[Exercise inputs Boundary: Start]

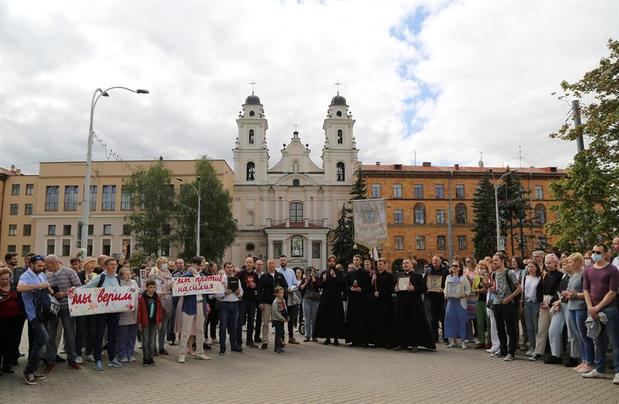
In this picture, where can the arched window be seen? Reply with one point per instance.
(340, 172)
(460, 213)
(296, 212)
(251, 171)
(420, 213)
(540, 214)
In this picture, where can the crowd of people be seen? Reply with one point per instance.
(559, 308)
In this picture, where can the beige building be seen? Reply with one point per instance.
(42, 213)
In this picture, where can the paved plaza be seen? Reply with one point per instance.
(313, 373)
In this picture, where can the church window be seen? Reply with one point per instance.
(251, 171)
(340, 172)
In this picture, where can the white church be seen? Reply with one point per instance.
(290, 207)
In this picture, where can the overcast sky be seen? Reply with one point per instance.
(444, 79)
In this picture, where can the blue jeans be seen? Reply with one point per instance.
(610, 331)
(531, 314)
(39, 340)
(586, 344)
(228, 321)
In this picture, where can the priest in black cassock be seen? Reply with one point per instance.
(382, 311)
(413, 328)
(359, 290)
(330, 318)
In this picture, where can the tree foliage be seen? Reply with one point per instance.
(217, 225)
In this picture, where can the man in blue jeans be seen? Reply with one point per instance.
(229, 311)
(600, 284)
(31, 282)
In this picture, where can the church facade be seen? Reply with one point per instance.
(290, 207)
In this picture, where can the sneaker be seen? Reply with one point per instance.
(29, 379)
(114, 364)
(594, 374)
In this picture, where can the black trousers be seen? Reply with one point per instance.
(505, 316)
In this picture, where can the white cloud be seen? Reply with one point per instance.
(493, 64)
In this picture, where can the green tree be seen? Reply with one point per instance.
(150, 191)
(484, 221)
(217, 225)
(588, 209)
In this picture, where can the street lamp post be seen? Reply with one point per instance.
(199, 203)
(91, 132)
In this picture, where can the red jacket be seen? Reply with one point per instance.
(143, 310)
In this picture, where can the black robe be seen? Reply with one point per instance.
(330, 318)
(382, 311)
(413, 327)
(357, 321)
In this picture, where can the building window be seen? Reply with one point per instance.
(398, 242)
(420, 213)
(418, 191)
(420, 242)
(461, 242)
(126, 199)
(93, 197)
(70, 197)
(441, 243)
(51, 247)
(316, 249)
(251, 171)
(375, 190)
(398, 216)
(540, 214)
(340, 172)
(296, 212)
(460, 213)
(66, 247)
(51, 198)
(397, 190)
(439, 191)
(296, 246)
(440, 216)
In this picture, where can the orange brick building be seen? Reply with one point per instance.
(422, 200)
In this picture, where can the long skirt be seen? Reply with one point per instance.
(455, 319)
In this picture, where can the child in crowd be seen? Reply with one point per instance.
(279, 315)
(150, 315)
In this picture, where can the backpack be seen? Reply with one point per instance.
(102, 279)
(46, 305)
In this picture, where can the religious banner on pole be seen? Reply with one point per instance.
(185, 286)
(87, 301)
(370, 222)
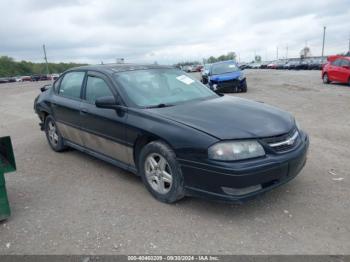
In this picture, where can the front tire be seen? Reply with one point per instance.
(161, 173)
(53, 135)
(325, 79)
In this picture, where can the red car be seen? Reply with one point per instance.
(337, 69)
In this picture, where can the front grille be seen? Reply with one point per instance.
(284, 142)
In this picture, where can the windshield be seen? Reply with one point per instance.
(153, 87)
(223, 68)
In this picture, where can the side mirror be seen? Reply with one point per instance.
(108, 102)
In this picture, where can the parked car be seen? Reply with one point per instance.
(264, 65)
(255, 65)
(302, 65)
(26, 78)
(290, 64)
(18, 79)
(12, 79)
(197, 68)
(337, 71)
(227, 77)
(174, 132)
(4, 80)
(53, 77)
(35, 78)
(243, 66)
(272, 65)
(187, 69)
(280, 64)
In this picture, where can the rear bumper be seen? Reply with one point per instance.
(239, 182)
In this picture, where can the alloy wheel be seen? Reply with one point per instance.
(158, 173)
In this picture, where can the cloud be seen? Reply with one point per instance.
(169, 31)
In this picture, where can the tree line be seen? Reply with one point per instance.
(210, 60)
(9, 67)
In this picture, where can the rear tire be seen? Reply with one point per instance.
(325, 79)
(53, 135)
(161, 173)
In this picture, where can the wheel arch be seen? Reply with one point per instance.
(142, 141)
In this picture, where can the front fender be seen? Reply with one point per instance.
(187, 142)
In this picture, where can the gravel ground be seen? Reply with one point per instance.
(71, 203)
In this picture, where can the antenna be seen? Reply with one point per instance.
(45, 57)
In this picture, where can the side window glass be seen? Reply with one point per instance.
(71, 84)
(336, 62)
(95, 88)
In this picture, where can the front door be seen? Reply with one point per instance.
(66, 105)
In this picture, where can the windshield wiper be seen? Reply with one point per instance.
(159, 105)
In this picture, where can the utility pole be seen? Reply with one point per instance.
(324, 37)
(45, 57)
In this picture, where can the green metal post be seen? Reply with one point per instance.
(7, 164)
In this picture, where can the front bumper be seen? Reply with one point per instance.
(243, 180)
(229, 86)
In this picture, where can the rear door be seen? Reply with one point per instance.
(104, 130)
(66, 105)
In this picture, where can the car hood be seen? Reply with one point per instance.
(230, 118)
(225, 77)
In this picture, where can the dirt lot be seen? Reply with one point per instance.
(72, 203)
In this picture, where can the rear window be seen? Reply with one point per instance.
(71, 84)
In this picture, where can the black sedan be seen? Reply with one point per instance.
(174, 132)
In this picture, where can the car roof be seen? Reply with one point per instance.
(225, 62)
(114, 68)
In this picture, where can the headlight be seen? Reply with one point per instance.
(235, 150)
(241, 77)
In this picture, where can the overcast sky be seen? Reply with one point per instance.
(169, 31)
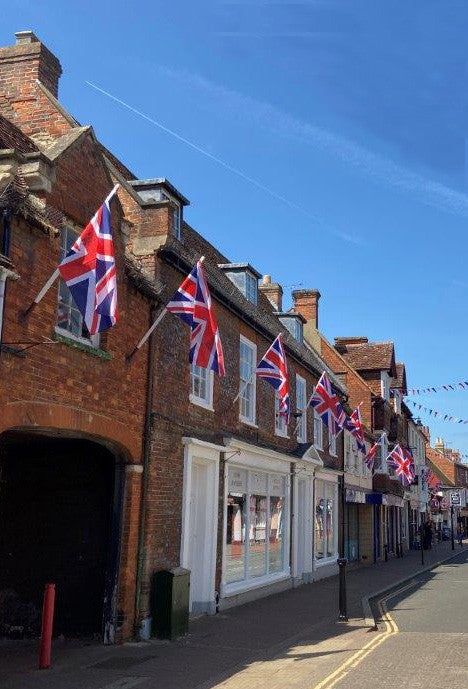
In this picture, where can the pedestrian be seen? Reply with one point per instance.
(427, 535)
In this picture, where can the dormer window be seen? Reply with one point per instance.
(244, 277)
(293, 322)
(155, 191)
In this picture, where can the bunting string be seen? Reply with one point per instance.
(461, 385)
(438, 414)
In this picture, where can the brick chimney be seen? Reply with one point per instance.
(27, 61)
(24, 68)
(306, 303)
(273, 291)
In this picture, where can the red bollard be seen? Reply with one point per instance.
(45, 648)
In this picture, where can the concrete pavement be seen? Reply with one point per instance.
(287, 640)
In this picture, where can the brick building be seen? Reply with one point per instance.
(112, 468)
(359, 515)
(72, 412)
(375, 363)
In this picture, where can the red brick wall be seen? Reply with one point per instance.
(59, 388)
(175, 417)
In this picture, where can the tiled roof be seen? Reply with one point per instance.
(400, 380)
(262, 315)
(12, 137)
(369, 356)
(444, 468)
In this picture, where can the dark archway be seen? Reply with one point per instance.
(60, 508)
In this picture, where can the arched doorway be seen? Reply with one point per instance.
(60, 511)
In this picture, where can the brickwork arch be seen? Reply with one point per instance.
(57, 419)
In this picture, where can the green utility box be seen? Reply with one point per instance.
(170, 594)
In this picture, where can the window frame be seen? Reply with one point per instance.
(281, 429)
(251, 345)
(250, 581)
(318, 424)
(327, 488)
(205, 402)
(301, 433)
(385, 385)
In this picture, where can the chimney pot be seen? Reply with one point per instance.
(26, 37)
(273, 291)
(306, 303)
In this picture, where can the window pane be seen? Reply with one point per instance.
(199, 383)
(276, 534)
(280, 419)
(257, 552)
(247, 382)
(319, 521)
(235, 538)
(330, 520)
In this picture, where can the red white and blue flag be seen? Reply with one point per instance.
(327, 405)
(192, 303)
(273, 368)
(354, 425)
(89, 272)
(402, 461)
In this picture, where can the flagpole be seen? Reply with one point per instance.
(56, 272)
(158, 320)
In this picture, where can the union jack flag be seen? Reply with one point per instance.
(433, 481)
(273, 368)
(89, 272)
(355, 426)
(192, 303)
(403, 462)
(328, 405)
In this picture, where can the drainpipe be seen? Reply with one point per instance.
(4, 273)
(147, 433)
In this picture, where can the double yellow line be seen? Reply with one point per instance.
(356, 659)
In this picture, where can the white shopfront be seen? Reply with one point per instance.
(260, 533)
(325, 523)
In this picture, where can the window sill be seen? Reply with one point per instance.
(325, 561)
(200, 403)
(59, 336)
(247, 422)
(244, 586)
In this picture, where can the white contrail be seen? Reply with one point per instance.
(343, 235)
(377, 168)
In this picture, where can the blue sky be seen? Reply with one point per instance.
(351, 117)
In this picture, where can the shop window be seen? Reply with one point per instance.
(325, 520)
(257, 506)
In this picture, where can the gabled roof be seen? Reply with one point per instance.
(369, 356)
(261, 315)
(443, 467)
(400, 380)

[Exercise inputs Boundary: End]

(Problem requirements) Beginning at the line that contains "In this picture, where can the gabled", give again every line down to the end of the material, exactly as written, and stop there.

(Task answer)
In this picture, where can the gabled roof be seen? Reply with one point per instance.
(369, 356)
(261, 315)
(443, 467)
(400, 380)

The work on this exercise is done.